§ **Material for this task**:
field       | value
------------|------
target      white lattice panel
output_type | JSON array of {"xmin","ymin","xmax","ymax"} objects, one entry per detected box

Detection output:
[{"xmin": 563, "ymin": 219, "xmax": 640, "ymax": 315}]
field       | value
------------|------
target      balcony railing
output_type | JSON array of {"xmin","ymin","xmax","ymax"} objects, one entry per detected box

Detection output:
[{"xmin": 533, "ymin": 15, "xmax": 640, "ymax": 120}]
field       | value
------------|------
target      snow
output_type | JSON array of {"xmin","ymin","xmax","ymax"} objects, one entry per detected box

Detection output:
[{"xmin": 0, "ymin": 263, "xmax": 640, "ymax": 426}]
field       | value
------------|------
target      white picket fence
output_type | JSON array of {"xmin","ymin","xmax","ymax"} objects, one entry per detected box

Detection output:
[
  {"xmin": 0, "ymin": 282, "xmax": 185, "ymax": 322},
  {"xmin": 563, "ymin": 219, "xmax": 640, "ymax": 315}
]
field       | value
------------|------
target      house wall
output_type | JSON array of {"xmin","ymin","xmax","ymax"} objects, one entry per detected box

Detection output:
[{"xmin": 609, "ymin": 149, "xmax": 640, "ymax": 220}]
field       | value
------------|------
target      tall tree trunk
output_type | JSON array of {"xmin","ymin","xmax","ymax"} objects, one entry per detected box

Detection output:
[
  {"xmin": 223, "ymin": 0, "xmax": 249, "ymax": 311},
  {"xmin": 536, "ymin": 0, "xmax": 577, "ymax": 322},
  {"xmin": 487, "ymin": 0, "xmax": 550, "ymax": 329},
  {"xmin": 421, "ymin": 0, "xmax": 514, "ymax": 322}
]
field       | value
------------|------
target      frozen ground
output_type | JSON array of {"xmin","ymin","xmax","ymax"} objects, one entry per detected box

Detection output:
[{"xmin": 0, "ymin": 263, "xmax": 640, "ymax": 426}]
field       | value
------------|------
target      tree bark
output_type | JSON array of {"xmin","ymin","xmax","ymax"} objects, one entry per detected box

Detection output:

...

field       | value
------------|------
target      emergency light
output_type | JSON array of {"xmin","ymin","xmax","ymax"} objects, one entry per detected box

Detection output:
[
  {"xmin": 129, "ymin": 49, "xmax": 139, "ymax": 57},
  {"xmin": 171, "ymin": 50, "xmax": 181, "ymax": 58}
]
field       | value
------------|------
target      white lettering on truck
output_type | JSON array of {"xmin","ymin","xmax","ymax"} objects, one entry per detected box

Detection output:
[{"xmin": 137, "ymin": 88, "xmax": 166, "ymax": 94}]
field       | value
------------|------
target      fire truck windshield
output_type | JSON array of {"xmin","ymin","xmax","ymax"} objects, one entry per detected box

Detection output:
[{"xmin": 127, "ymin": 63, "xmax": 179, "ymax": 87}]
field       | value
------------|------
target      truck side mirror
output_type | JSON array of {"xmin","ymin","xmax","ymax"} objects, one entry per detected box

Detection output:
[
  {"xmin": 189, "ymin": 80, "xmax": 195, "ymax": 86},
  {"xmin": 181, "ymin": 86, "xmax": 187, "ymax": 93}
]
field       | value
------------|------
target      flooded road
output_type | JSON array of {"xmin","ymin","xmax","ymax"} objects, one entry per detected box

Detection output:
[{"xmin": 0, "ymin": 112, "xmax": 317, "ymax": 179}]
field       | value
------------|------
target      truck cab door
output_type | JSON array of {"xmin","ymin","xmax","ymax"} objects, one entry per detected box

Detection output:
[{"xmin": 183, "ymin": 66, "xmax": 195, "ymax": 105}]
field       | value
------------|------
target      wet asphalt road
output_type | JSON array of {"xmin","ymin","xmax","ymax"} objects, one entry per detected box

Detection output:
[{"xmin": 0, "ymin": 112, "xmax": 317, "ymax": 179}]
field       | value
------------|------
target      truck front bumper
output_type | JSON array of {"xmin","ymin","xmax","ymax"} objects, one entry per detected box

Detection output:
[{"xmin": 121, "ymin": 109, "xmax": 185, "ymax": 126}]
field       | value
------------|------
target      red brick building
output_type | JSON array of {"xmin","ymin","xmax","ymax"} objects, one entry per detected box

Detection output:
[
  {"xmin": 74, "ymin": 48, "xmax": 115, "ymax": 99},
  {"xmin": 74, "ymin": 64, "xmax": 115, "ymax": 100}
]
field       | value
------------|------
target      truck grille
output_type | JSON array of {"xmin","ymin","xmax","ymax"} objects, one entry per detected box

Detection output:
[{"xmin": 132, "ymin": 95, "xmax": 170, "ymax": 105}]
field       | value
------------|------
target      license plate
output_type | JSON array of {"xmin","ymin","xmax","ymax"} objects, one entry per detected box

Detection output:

...

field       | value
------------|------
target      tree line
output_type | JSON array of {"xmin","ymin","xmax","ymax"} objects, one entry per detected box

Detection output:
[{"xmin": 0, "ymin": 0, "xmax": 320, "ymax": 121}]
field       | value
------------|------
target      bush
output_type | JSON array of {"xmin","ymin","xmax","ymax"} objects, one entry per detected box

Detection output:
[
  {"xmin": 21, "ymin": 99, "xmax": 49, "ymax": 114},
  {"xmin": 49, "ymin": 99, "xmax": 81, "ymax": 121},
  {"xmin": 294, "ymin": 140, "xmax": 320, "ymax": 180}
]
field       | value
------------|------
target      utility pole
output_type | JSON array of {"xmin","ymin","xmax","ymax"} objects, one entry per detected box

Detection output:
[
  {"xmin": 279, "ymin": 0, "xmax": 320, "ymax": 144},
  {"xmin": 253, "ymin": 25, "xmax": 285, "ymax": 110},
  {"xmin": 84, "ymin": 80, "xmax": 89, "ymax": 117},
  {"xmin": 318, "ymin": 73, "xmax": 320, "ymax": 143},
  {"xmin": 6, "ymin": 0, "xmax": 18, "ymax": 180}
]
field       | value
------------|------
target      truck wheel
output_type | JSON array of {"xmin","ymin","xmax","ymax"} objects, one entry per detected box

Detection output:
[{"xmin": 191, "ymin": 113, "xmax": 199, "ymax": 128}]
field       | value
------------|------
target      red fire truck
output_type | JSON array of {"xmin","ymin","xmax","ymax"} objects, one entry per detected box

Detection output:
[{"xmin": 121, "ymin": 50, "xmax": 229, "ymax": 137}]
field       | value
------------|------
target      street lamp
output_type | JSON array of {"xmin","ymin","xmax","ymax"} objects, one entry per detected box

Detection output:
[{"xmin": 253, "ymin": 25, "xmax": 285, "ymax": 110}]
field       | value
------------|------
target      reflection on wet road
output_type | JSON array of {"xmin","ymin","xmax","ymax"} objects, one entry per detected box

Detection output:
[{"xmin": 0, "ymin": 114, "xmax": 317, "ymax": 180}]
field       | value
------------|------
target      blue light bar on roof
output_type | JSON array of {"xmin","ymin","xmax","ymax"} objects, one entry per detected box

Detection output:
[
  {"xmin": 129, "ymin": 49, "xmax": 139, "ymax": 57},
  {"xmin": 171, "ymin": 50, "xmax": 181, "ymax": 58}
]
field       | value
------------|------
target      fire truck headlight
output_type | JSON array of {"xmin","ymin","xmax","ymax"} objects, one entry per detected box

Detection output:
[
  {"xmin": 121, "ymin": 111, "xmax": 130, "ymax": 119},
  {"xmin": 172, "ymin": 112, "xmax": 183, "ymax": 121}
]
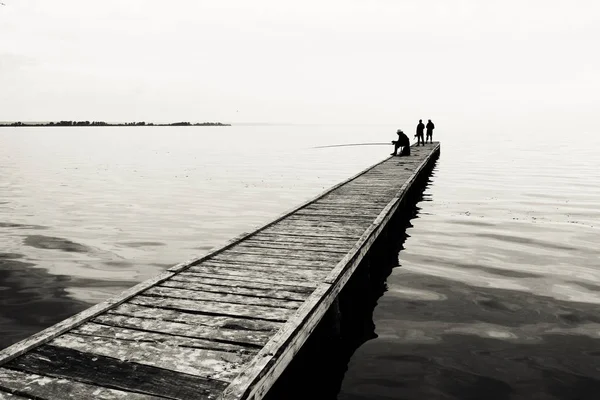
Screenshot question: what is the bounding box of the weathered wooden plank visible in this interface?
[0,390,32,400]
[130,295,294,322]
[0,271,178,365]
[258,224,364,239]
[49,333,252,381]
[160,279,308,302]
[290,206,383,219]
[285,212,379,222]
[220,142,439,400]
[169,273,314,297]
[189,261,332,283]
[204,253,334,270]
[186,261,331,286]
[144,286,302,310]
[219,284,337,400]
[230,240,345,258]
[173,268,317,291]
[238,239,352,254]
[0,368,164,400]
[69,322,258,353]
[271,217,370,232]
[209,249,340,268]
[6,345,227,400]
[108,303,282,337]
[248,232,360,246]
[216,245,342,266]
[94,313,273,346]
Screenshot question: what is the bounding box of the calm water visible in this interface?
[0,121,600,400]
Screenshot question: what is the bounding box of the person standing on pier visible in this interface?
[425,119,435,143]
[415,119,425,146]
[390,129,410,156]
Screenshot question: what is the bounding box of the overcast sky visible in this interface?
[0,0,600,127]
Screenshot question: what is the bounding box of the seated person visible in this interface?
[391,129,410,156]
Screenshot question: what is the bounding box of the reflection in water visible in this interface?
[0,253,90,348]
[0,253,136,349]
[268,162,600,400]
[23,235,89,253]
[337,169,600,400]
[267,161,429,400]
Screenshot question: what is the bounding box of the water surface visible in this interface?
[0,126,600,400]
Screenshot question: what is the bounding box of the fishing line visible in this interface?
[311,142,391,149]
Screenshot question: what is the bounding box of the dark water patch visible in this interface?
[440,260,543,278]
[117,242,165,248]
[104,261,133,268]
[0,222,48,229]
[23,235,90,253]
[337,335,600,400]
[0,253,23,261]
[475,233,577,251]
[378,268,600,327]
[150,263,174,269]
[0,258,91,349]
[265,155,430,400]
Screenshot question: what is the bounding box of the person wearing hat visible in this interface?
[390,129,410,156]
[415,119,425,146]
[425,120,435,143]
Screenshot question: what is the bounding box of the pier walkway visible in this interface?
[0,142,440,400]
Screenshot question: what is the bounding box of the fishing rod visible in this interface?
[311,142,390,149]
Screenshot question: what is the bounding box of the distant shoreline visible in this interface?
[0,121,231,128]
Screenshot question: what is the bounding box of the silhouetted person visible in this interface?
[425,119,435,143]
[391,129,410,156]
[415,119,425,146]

§ **Requirement**: Can you pick out every line in the entries above that contains the word "white" and copy each one in full?

§ **Correct result**:
target      white lattice panel
target      white picket fence
target      white lettering on truck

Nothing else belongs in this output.